# Required actions
- a) In the Airflow text, which variable configures the S3 location where the EMR cluster scripts are found?
- b) Edit the records below by replacing "spot" with "location" and leaving everything else unchanged.

# Text block
━━━━━━━━━━━━━━━━━━━━━━━━━━━━━━

Airflow is a platform to programmatically author, schedule and monitor workflows.
When workflows are defined as code, they become more maintainable, versionable, testable, and collaborative.
Use Airflow to author workflows as directed acyclic graphs (DAGs) of tasks. The Airflow scheduler executes your tasks on an array of workers while following the specified dependencies. Rich command line utilities make performing complex surgeries on DAGs a snap. The rich user interface makes it easy to visualize pipelines running in production, monitor progress, and troubleshoot issues when needed.
This app is built and deployed with docker and docker-compose.
Most Airflow jobs are thin wrappers that spin up an EMR cluster for running
the job. Be aware that the configuration of the created EMR clusters depends
on finding scripts in an S3 location configured by the SPARK_BUCKET
variable.
Those scripts are maintained in
emr-bootstrap-spark
and are deployed independently of this repository.
Changes in behavior of Airflow jobs not explained by changes in the source of the
Spark jobs or by changes in this repository
could be due to changes in the bootstrap scripts.

━━━━━━━━━━━━━━━━━━━━━━━━━━━━━━

[Object pointing dataset rows]
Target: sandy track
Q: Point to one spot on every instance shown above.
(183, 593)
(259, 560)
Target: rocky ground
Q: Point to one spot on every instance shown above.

━━━━━━━━━━━━━━━━━━━━━━━━━━━━━━

# Answer set
- a) SPARK_BUCKET

- b)
Target: sandy track
Q: Point to one location on every instance shown above.
(183, 593)
(259, 560)
Target: rocky ground
Q: Point to one location on every instance shown above.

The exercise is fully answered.